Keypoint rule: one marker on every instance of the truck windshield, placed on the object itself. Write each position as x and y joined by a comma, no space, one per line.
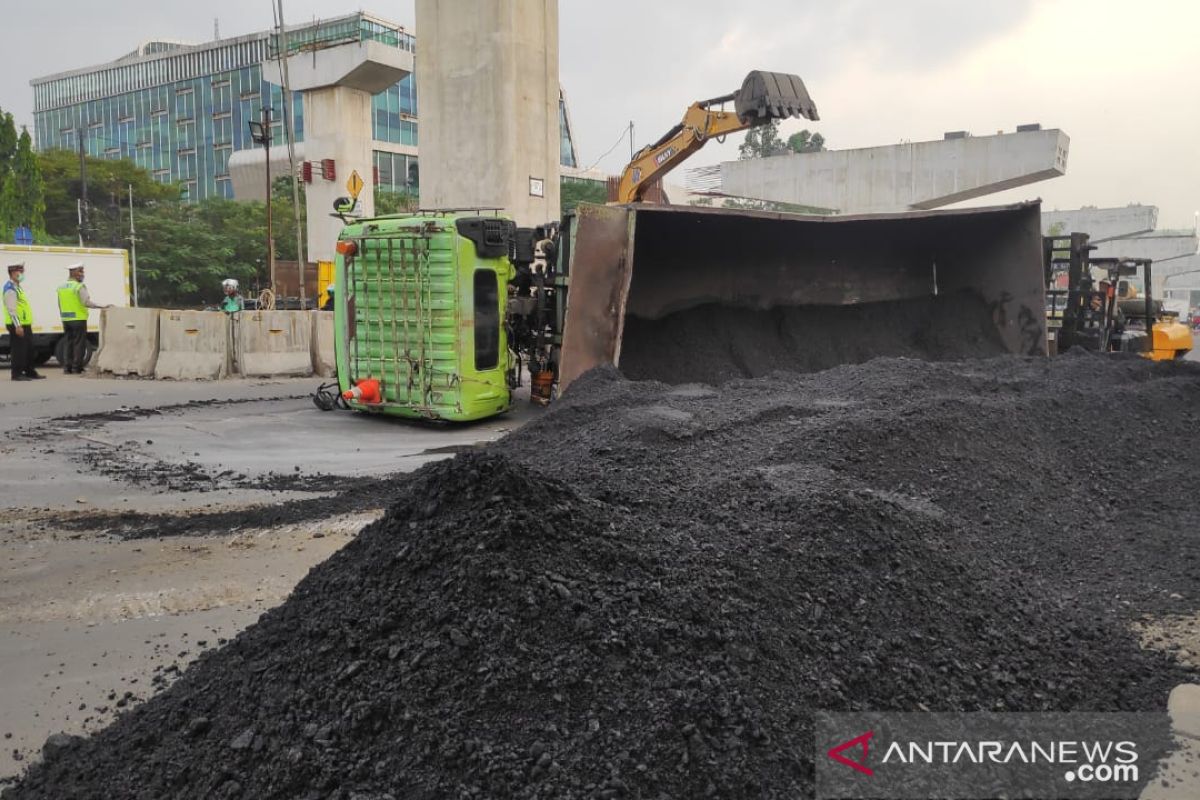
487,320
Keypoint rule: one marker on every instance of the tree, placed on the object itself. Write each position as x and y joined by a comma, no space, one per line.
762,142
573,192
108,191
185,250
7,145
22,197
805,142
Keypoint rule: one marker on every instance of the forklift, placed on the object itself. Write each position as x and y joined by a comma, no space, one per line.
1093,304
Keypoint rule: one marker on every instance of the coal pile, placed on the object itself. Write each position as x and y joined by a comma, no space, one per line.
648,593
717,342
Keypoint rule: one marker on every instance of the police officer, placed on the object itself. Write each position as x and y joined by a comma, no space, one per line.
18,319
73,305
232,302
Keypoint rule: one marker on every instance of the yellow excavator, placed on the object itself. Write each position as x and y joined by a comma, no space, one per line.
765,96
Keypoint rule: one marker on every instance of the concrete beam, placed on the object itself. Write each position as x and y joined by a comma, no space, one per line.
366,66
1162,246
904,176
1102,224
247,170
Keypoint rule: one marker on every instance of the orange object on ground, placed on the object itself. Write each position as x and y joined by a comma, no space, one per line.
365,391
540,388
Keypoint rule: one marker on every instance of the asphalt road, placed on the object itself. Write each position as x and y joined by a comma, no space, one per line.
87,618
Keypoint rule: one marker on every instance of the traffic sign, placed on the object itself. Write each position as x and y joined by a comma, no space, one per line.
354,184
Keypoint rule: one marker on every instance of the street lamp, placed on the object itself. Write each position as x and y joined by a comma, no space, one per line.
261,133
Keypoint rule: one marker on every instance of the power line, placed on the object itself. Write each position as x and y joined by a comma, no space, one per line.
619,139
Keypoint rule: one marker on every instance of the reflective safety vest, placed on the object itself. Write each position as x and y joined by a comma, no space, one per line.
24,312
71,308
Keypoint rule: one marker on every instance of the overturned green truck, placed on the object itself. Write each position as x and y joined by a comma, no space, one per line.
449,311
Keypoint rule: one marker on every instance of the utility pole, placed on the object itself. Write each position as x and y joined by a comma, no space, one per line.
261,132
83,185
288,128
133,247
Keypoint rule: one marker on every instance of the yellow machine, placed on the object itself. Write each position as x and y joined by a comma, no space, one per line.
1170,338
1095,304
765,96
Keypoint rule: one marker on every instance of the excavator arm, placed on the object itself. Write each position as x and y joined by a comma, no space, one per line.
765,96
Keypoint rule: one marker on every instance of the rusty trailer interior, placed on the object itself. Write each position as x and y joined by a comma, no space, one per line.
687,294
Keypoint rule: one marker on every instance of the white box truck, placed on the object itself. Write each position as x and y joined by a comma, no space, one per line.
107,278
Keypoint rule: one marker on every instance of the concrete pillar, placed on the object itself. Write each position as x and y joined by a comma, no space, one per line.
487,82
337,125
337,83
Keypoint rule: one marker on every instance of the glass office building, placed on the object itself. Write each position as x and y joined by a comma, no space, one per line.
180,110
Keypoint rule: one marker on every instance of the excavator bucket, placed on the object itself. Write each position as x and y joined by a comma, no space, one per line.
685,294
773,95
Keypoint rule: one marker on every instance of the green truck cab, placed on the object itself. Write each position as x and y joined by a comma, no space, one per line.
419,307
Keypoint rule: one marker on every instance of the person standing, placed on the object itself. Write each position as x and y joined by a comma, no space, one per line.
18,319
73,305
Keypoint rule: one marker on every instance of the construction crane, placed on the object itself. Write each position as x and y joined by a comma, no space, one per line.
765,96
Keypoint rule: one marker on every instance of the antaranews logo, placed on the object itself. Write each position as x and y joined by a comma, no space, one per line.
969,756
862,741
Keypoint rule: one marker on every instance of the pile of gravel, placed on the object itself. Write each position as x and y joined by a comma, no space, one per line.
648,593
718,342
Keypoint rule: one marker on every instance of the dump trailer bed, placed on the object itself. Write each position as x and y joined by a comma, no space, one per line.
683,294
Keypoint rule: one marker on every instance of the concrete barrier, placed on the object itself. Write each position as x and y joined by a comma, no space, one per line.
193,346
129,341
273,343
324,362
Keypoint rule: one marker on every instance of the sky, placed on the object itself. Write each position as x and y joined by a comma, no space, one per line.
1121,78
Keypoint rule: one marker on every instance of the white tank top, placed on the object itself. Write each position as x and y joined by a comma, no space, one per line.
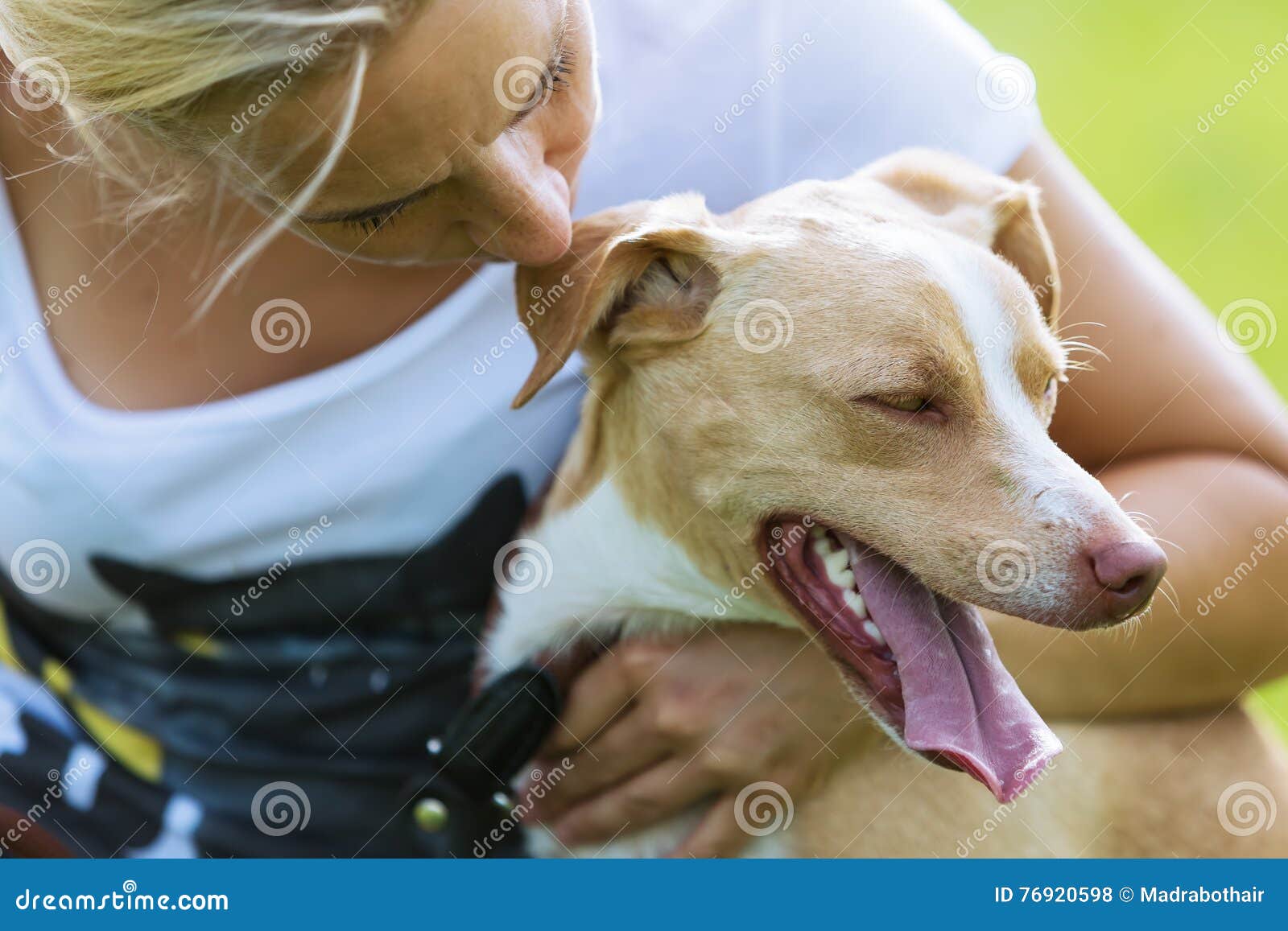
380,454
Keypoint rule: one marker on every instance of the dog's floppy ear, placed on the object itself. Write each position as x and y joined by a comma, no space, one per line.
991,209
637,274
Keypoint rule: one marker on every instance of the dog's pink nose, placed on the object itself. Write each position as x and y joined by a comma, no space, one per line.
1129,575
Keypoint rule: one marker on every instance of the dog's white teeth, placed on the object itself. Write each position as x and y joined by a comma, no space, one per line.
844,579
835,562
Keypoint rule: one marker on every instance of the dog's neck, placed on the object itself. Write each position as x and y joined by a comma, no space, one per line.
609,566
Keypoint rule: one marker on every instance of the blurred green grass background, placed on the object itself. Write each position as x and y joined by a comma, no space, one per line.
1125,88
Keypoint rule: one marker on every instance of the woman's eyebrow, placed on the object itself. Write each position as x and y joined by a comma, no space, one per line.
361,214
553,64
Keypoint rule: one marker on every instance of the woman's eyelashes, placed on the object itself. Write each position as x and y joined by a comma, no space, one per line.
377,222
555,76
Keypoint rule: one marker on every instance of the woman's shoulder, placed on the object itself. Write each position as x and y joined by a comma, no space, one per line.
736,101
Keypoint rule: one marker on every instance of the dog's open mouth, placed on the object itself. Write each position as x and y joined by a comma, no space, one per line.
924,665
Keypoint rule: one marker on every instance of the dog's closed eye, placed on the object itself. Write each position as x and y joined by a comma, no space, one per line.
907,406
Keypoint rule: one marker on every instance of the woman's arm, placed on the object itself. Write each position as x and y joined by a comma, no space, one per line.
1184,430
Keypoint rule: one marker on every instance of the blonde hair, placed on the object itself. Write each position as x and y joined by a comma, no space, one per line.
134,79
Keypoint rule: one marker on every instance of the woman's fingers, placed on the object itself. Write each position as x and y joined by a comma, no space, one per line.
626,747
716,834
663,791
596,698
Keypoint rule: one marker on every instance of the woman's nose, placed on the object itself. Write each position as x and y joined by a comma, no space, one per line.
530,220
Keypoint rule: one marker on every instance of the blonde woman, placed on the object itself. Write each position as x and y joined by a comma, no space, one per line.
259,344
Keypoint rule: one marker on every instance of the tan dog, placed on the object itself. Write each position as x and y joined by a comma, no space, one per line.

^^^^^^^^^^^^^^^^

§ WHAT THE TASK ASKS:
Every entry is to be reproduced word for word, and no image is carried over.

§ REPLY TO THE EXERCISE:
Keypoint rule: one marker on every instance of the truck windshield, placed on the object itself. Write each position as x and y joined by a comma, no space, one per line.
487,320
Keypoint rule: one marker on every instance of the tree, placed on the object itself. Write each position as x and y joined by a comma, no space, one per line.
762,142
573,192
108,191
185,250
7,145
22,197
805,142
Keypoint rule: one marker on every instance of the forklift, placed on the object itself. Write each position as x and y joined by a comma, no space, one per line.
1093,304
Keypoint rule: one marker on every instance of the coal pile, placed on the object itself. Write each position as x and y joined by a comma, no space, one per line.
648,593
717,342
Keypoint rule: one marker on every instance of the police officer, placed on the object itself. Write each position as x and y joined by a comma, no space, one per line.
18,319
73,305
232,302
Keypoint rule: one marker on every instance of the yellow excavator, placed on the object itself. Write each position as x and y joined by a comma, no space, one per line.
765,96
Keypoint rule: one marker on every instance of the concrete beam, placed on the object itself. Write each position as x and y joined by a comma, no space, one per line.
366,66
1162,246
904,176
1102,224
247,170
Keypoint rule: one marker on every instance of the orange object on ground, placed on the object itself. Write each position as x and y joined by a comma, no space, one per line.
365,391
540,388
Keypoint rule: one marker on every instance of the asphalt road, placed on the object itself. Write each position as x and y joined by a comma, no space, one per line.
87,618
Keypoint rule: one marker on every instance of the traffic sign, placed on the object itself. Write each position as x and y joined by a comma, no space, one per line.
354,184
Keypoint rule: one marker on every instance of the street lamp, placed on the object itself. Write each position as x and y joined by a comma, no space, one per line.
261,133
Keypoint rule: one marker on every instance of the power line, placed on the object itself. Write each position as x and y joined by a comma, no space, one per line.
619,139
Keypoint rule: one marker on every instance of the reflective safety vest, placed on the object itself. Write each position as x and y joined by a comma, no space, one per line.
24,312
71,308
Keypoint rule: one marker on every instance of the overturned green truck, placed on the object itself. Write each position as x and y joined by a comma, no space, one per line.
449,311
Keypoint rule: one marker on every instance of the utility pole, placed on the object itself. Write each position as x and y joined by a comma, no space, one per line.
261,132
83,185
288,128
133,247
Keypoint rule: one marker on every instance of the yellow machine, placed on the object itself. Write each position as x and y joined by a comma, no space, one per line.
1170,338
1095,304
765,96
Keypoint rule: one marker on every instance of the excavator arm, placed on the object itself. Write each position as x and y joined by a comma, no space, one per line.
765,96
Keypoint rule: one marker on every instance of the rusty trailer interior, placed on the object itself. Write each position as x and y joined by a comma, no space, one per line.
687,294
Keypoint rule: one marker on every instance of the white box truck, placed on the object itself. Write each position as x and y joined by a comma, no space, one per line.
107,278
Keypoint rule: one marker on every instance of the concrete pillar, placed on the object itself. Write each position as x and y joined by a comma, no space, one per line.
487,82
337,125
337,83
Keypoint rule: one marker on every instance of the glass office building, placed on the object itself. Write each position as x and y joined by a comma, no space, one per line.
180,110
Keypoint rule: one marker on every instance of the excavator bucket, placed on the object itself. Write each position as x and y joined by a comma, no space, one per line.
685,294
773,95
Keypoint rule: one marker on every instance of the green truck cab, placed on the object itself. Write each position as x and y joined by a comma, no space, one per line.
419,307
Keypoint rule: one marker on every instance of the person standing, placed on the object itself. Write each position as x and y joined by a comma, no space, one per line.
18,319
73,305
Keypoint rule: one marker on every instance of the construction crane, placed on the object itself. Write each position as x and y joined by a comma, no space, one per line.
765,96
Keypoint rule: one marker on every instance of the antaranews logo, placed on the object itself. Write each position as x and y joined by a comma, no space, one per line.
969,756
862,741
Keypoint rule: one marker on every instance of the pile of gravel, placed on the object itself. Write each position as x and y joined by a comma, no space, one per line.
648,593
718,342
Keypoint rule: one marker on every instance of the dump trailer bed, placed on the object itself. Write each position as x and y joined by a comma, no space, one per line.
683,294
Keypoint rule: one marker on every instance of the concrete barrier, placed on the object itself. Write each position as x and y joined by a comma, no space, one per line.
193,346
129,341
273,343
324,362
Keypoint rule: one marker on every instance of the sky, placed on the object itself. Write each position as x and y joined by a comma, no space, one per line.
1121,78
Keypoint rule: one marker on every instance of the white tank top, placed on the object itself. Write each position as x and y joined by a comma, no space, one per line.
380,454
Keypoint rule: one marker on every instance of the dog's floppy ear, placed on the object itself. Write each position as x and y joined by a comma, no space, one per line.
991,209
637,274
Keypoint rule: one marker on every instance of the dog's pink nose, placed on the object itself. Write each position as x and y joined by a comma, no space, one per line.
1129,575
Keypoint rule: one marker on every instance of the dog's white teeth, placed on the object itself. Write each position as x and y joined by a comma, no space, one per line.
844,579
835,562
Keypoint rule: one marker on every instance of the dog's neck, placed on the object itself. Write each position as x and y joined by a comma, no space, one per line.
609,566
Keypoint rule: one marker on every instance of the blurred green grass background, placed on the object itself. Write each position as x and y joined by a comma, no space, one per line.
1125,88
Keypoint rule: one marker on every instance of the woman's eyebrow, placed on the object itself. Write each position as x and y joined by a comma, no space, one per line.
361,214
553,64
Keypoint rule: one marker on every instance of the woman's eyelashes, placed on the object itself. Write each position as x and y joined by a comma, no space, one per line.
377,222
555,76
Keypoint rule: one marker on every instance of the woman's shoulder, placed on the object itself. Write each position as x and y joined by a comma, no space, one per line.
736,101
Keypoint rule: one marker on every instance of the dog's open mouth, placed on the object itself. Write each position as x and y joined by a comma, no space, one per line.
924,665
Keypoint rule: one marker on every instance of the dog's closed eye, placed on the object itself. Write each position as x and y joined by a comma, no space, one per line.
907,406
Keypoint rule: one marker on every instance of the woman's arm, placed on the object itself. Write each position as x and y joined by a comma, no space, one per line.
1184,430
Keypoint rule: one marker on every instance of the blonde hair, placed on the object itself. Write each position as x and y joined by a comma, no space, one per line.
134,79
Keypoint rule: one marker on every instance of the woman's fingers, placed on the object itself. Write each position as x and y joined by a comma, no space, one per line.
626,747
716,834
663,791
596,698
Keypoint rule: one marker on every instance of the woman's nose, placed on the object itself. Write each position as x and y joined by a comma, no space, one per line.
530,220
Keypoint rule: one marker on every instance of the blonde woman, placed on the object itself. Write each position as x and y joined by a comma, no space, one per line.
259,344
Keypoint rule: one marker on every instance of the tan dog, placed on the object itself. Write each position as x and y joined by a comma, no space, one per line.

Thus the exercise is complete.